Given records:
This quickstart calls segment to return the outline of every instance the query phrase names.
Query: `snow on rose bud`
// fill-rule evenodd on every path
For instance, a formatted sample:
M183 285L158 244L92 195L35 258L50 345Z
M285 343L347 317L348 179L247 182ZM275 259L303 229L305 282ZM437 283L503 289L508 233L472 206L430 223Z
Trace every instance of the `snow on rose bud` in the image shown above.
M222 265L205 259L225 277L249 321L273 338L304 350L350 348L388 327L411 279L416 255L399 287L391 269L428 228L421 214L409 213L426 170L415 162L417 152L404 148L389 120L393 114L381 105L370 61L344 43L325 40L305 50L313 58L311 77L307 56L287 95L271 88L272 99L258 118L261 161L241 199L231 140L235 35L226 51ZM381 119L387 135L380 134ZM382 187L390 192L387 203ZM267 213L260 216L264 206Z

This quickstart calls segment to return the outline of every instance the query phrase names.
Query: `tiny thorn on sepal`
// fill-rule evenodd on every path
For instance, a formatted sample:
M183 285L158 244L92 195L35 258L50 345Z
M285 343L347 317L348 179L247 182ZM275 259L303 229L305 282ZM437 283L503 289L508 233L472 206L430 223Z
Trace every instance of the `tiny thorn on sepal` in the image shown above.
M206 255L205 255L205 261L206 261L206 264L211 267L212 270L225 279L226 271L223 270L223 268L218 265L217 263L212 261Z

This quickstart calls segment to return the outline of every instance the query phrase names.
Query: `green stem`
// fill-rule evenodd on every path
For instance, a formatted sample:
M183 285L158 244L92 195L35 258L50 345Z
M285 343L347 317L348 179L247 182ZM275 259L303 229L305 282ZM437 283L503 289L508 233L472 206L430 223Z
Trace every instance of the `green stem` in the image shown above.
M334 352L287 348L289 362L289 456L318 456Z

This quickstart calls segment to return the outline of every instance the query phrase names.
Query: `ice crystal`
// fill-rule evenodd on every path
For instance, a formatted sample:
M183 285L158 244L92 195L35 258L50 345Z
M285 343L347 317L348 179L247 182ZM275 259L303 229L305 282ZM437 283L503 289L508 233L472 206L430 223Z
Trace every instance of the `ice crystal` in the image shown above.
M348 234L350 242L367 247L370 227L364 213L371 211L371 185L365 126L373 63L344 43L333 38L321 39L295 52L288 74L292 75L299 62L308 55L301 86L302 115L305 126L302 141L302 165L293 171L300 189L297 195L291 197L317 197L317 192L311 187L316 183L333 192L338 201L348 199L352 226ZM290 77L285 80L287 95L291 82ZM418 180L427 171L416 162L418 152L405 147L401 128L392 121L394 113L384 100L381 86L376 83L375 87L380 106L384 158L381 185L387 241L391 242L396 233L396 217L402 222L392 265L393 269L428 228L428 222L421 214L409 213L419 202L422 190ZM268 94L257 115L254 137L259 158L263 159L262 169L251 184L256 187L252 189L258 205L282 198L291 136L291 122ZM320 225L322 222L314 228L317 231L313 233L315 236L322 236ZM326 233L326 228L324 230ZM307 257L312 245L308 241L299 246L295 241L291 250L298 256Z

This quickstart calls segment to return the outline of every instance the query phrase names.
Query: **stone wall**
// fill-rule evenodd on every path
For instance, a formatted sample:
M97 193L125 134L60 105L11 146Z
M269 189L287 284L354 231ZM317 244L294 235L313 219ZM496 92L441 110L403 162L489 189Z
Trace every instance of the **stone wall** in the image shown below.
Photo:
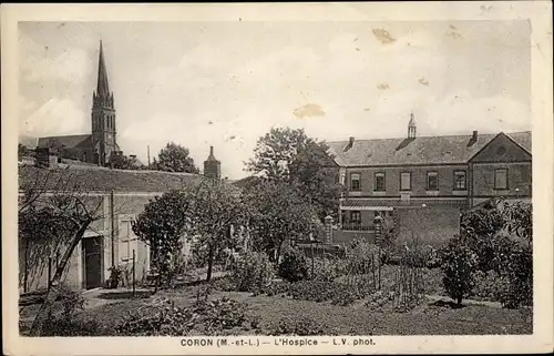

What the task requires: Please revise the lines from the first one through the line containing "M334 352L287 348L289 362L289 456L318 456Z", inclusive, so that "quickstart" becomes "tutorial" and nothing else changes. Give back only those lines.

Response:
This tutorial calls segment to return the outline of every instance the query phrase names.
Query: `snow on rose bud`
// fill-rule evenodd on every path
For instance, a formatted sample:
M183 285L158 244L92 195L35 258L50 345Z
M285 343L347 317L348 179L247 182ZM275 259L303 229L305 282ZM437 283L503 289L508 233L472 206L430 223Z
Trace every instance of the `snow on rose bud` in the image shown above.
M222 265L205 259L225 277L249 321L273 338L304 350L350 348L388 327L411 279L416 255L399 287L391 269L428 228L421 214L409 213L426 170L415 162L417 152L404 148L389 120L393 114L381 105L370 61L344 43L325 40L305 50L313 58L311 77L307 56L287 95L271 88L272 99L258 118L261 161L241 199L231 140L235 35L226 51ZM381 119L387 135L380 134ZM382 187L390 192L387 203ZM267 213L260 216L264 206Z

This tutorial calls segment to return the outline of every instance the query phrase names.
Query: `tiny thorn on sepal`
// fill-rule evenodd on every path
For instance, a formatted sample:
M183 285L158 244L92 195L35 258L50 345Z
M285 343L347 317L348 179L247 182ZM275 259L303 229L305 282ZM437 283L503 289L508 233L472 206L430 223Z
Trace every instance of the `tiny thorn on sepal` in the image shown above.
M206 255L205 255L205 261L206 261L206 264L211 267L212 270L225 279L226 271L223 270L223 268L218 265L217 263L212 261Z

This tutorial calls segment to return the outline of every instance the query phrase names.
Query: `green stem`
// fill-rule evenodd on every path
For instance, a formatted sample:
M183 285L158 244L92 195L35 258L50 345Z
M285 343L347 317L348 179L247 182ZM275 259L303 229L305 282ZM437 283L503 289L508 233L472 206L430 223Z
Trace every instance of the `green stem` in the image shown above.
M334 352L287 348L289 362L289 456L318 456Z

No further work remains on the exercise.